* [What to work on]: Turn the part of the data that opens with the line containing "Return one point per instance of the navy" and closes with the line containing "[1042, 582]", both of those lines included, into a numbered list with blank lines left out. Convert only that part.

* [Material supplied]:
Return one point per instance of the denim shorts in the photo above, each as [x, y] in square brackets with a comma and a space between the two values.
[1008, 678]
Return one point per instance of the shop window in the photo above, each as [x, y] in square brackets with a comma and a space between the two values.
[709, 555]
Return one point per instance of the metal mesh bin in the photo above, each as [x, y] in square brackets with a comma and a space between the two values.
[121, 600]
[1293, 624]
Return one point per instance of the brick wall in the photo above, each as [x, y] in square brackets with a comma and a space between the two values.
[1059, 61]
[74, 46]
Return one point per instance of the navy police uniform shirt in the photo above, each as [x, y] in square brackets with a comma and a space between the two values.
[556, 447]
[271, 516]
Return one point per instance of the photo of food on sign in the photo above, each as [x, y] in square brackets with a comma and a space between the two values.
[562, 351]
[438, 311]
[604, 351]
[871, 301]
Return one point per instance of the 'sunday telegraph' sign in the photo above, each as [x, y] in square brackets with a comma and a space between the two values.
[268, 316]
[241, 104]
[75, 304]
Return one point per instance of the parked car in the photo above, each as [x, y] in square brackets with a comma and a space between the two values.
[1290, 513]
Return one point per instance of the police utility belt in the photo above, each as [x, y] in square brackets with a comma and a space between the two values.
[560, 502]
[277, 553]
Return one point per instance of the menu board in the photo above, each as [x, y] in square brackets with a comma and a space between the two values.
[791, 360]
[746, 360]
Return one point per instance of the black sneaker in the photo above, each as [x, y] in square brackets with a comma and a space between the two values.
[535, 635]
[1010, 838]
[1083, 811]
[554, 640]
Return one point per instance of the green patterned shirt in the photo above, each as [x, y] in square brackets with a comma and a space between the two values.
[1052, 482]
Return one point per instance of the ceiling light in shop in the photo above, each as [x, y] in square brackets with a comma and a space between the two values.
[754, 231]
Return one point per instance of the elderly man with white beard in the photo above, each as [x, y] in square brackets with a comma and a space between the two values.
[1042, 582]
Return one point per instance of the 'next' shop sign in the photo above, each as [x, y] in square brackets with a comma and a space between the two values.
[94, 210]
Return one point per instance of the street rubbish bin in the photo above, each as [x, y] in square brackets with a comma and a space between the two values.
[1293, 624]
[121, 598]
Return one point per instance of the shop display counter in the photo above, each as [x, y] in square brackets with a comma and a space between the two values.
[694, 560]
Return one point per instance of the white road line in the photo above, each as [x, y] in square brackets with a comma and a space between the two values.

* [Task answer]:
1. Return one point per instance of the navy police uniform shirt in the photo above, each as [x, y] in square brackets with a comma and a space between the two values.
2. [556, 447]
3. [271, 516]
4. Return one point per instance of the photo of food on sign in the photo above, each as [x, y] in square brackets with a comma and a space between the two values.
5. [562, 351]
6. [438, 311]
7. [604, 351]
8. [871, 301]
9. Return one point per instance of the 'sunday telegraph' sign in the photo above, each as [x, y] in square brackets with a comma and a space between the two values.
10. [268, 316]
11. [241, 104]
12. [75, 304]
13. Return one point per instance of the parked car in the photo above, each as [x, y] in square brackets with a comma and a space between the two values.
14. [1290, 513]
15. Return one point per instance of the police utility belt in the photo above, each as [x, y] in square brackets with a comma and a space between the two values.
16. [560, 502]
17. [277, 553]
18. Return one point per instance of the menu board in the photo above, each as [x, y] in square brackets with a comma and a space between the two values.
19. [791, 360]
20. [746, 360]
21. Return one point per instance of the black sneaker in the photo above, each as [x, y] in square brackets with a comma and a space between the two values.
22. [535, 635]
23. [1010, 838]
24. [1083, 811]
25. [554, 640]
26. Return one point per instance of the green patterned shirt in the photo above, each as [x, y] in square brackets with a comma and a space between the two values.
27. [1052, 482]
28. Return one point per instance of the ceiling light in shop in the photo above, each as [x, y] in square brackets with a comma and a space between the two values.
29. [754, 231]
30. Return one point per instance of the elderly man with white beard in the photo above, each as [x, y] in square brackets with a comma and a space between the two values.
31. [1042, 582]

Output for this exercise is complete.